# AUFGABEN
1. Entnimm dem Textauszug den Abschnitt von „In den vergangenen“ bis einschließlich „Pop immer flacher.“ wortgetreu.
2. Welche Hamburger Band verkündete laut dem Textauszug 1998 das Ableben der Popmusik?

# TEXTAUSZUG
==*==
© JUNGE FREIHEIT Verlag GmbH & Co. www.jungefreiheit.de 10/05 04. März 2005

Rock'n'Popmuseum: Zentrale zur Pflege bundesdeutscher Kultur
Ein Begräbnis erster Klasse
André Hagel

Die Leiche war noch warm, das Messer rot, da trat in jenem denkwürdigen Jahr 1998, in dem Gerhard Schröder Bundeskanzler wurde und nicht alles anders, aber vieles besser machen wollte, die Hamburger Frauenband "Die Braut haut ins Auge" ein letztes Mal ans Mikro und verkündete das Ableben der Popmusik: "Pop ist tot/Und ich singe auf seinem Grab sein letztes Loblied!"

Damals war das noch ein Stück weit Koketterie. Pop hieß noch so, weil er populär war. In jenem denkwürdigen Jahr 2005 allerdings, in dem Gerhard Schröder nichts mehr besser machen will und alles nur noch schlimmer kommt, scheint das Dahinscheiden zumindest der deutschen Popmusik nur noch eine Frage der Zeit zu sein. Einer kurzen Zeit: Plattenfirmen kopulieren und fusionieren was das Zeug hält, und anstatt im Zuge ihrer Vereinigungsakte frischen Nachwuchs zu zeugen, werden sogar die bereits vorhandenen deutschen Künstlerkinder im Namen der Globalisierung wie Hänsel und Gretel im heimischen Mischwald ausgesetzt.

Untergehende Kultur gehört ins Museum

In den vergangenen Monaten haben deutsche Musiker gleich reihenweise ihre Plattenverträge verloren. Ob Warner Bros. oder Bertelsmann: Die Musikindustrie will nur noch Megaseller. Der Rest mag zum Sozialamt pilgern. Die Plattenindustrie wird immer stiefmütterlicher, die Sinuskurve des deutschen Pop immer flacher.
==*==
# UNTERSUCHTE EINTRÄGE
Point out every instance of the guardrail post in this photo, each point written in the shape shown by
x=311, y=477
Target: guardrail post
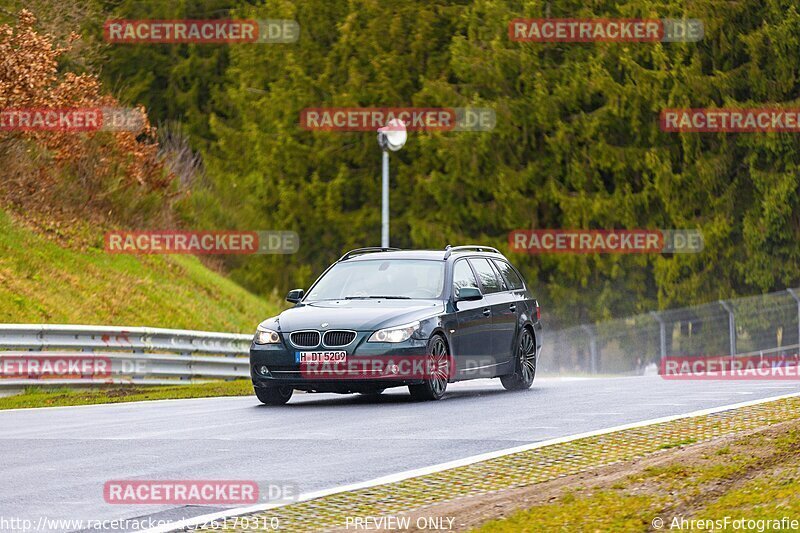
x=662, y=334
x=731, y=325
x=796, y=299
x=593, y=356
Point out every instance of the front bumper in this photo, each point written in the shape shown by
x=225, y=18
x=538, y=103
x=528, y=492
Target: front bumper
x=282, y=368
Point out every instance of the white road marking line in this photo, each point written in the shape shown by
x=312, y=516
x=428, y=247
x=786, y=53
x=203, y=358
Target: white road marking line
x=393, y=478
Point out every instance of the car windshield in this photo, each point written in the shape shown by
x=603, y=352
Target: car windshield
x=381, y=278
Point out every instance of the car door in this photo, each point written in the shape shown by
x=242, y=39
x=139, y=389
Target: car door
x=519, y=306
x=502, y=307
x=473, y=335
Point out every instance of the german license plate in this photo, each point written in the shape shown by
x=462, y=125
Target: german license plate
x=320, y=357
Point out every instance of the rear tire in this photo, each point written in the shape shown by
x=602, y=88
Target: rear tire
x=433, y=388
x=524, y=364
x=274, y=395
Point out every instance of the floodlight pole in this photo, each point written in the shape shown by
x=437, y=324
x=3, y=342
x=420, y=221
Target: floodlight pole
x=385, y=201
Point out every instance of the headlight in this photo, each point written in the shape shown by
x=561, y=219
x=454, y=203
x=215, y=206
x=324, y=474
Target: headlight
x=395, y=334
x=266, y=336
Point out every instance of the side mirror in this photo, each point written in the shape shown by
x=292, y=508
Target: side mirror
x=468, y=293
x=295, y=295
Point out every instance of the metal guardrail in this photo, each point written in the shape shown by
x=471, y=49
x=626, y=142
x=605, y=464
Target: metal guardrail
x=131, y=355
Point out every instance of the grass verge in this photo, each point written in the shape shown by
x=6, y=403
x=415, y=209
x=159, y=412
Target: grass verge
x=753, y=478
x=38, y=397
x=42, y=282
x=553, y=483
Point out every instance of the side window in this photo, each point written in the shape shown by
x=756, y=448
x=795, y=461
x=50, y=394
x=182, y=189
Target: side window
x=487, y=275
x=463, y=276
x=513, y=280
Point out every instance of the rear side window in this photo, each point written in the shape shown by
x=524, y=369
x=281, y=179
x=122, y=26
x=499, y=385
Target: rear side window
x=463, y=277
x=487, y=275
x=513, y=280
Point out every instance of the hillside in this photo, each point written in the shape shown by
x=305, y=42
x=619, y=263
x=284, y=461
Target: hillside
x=44, y=282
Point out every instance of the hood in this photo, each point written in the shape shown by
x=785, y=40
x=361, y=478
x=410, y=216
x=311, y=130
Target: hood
x=358, y=315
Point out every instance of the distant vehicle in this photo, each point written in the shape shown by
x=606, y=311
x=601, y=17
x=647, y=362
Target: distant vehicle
x=383, y=317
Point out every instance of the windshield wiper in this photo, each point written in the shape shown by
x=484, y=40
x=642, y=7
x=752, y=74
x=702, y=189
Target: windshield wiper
x=377, y=297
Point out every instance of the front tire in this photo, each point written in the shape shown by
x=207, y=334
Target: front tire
x=274, y=395
x=524, y=365
x=433, y=388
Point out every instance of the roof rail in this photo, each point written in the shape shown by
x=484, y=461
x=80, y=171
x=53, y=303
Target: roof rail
x=478, y=248
x=370, y=249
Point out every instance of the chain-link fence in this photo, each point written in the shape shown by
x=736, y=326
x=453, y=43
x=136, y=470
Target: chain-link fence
x=768, y=323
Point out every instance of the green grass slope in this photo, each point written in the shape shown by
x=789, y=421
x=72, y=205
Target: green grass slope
x=42, y=282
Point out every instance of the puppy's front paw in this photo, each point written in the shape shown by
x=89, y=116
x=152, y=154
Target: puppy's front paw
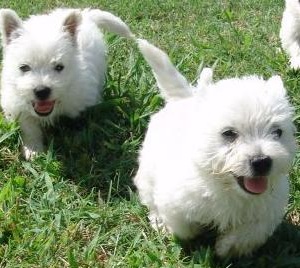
x=231, y=246
x=157, y=223
x=30, y=152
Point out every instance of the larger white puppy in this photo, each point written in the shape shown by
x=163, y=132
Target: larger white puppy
x=290, y=32
x=53, y=65
x=217, y=155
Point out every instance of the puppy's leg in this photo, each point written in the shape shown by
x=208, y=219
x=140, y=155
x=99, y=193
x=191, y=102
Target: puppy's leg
x=244, y=239
x=294, y=51
x=32, y=137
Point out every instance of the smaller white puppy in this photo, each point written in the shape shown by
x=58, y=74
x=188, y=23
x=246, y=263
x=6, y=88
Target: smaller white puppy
x=217, y=154
x=53, y=64
x=290, y=31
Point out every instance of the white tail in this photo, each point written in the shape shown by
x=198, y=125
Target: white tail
x=109, y=22
x=171, y=82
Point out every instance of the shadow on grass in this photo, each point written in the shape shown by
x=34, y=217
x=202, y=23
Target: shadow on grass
x=282, y=250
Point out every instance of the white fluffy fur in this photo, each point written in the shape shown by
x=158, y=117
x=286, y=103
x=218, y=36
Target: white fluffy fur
x=290, y=32
x=185, y=174
x=65, y=36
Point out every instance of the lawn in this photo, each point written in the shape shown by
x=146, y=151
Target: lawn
x=75, y=205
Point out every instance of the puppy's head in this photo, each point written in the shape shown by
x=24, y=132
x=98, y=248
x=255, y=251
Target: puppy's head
x=39, y=59
x=248, y=135
x=241, y=130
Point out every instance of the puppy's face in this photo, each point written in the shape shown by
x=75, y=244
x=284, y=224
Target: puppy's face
x=39, y=62
x=249, y=135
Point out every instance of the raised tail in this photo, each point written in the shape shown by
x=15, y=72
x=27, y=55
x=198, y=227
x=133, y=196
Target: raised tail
x=109, y=22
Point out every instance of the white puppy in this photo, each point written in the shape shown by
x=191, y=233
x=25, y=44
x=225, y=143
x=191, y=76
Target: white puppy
x=53, y=65
x=290, y=31
x=217, y=155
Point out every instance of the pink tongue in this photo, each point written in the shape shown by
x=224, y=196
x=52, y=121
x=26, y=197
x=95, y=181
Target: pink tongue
x=44, y=106
x=256, y=185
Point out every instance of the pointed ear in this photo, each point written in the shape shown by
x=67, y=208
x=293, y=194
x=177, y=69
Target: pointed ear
x=172, y=83
x=9, y=24
x=275, y=85
x=71, y=23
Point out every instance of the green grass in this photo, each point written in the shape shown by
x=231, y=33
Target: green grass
x=75, y=205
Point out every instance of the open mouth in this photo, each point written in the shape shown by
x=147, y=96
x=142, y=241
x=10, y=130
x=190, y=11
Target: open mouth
x=43, y=108
x=253, y=185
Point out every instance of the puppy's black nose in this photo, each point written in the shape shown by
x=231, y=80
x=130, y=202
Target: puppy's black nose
x=261, y=165
x=42, y=93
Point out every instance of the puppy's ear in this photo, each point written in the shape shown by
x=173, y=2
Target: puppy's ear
x=71, y=23
x=10, y=23
x=109, y=22
x=275, y=85
x=172, y=84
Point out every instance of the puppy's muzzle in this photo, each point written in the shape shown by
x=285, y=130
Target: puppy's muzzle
x=42, y=93
x=42, y=104
x=261, y=165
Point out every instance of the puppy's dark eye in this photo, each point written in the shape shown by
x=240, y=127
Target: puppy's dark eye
==*==
# ERWARTETE ERGEBNISSE
1.
In den vergangenen Monaten haben deutsche Musiker gleich reihenweise ihre Plattenverträge verloren. Ob Warner Bros. oder Bertelsmann: Die Musikindustrie will nur noch Megaseller. Der Rest mag zum Sozialamt pilgern. Die Plattenindustrie wird immer stiefmütterlicher, die Sinuskurve des deutschen Pop immer flacher.

2. Die Hamburger Frauenband „Die Braut haut ins Auge“.